EXERCISE:
What lines below hold the string "sample"? Copy them all.

Start of Block

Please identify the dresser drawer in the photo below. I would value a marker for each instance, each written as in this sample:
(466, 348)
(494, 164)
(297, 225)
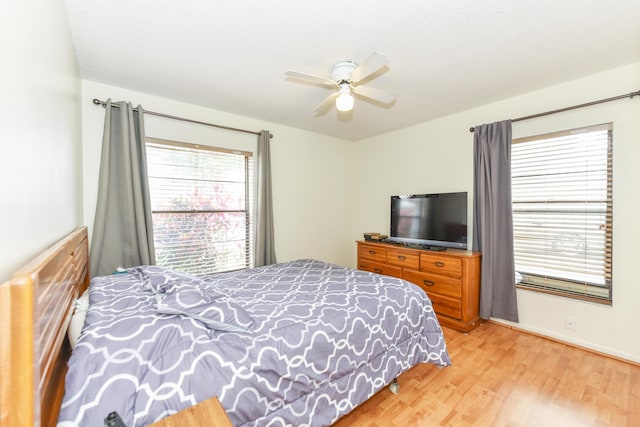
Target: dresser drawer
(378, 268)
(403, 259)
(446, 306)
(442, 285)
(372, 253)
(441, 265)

End of Block
Start of Block

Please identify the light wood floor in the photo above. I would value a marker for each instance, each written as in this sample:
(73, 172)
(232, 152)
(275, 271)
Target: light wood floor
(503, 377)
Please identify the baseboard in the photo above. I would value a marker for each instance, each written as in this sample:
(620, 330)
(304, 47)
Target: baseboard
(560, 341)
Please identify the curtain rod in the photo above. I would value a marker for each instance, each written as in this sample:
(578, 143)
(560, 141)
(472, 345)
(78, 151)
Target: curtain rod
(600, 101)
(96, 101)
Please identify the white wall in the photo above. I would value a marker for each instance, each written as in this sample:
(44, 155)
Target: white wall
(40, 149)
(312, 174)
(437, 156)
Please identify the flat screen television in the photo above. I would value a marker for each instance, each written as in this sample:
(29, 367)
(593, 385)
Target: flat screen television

End of Block

SOLVED EXERCISE:
Please identify the dresser drawer in the photo below. I would value a marker for each instance, each written as in this sample:
Please identify the light wood floor in the photo above. I would value a marker for each instance, each written as in this sample:
Please identify the baseboard in the photo above. I would value a marker for each instance, each written as in this sample:
Please identify the curtain rod in the photo above. I would value a marker for each instance, each written as in this sample:
Please identify the white wall in the photo above. I would value a marker for each instance, each written as in this sample:
Please identify the flat screen television in the photo above. I would value a marker for each instance, each written as in this sample:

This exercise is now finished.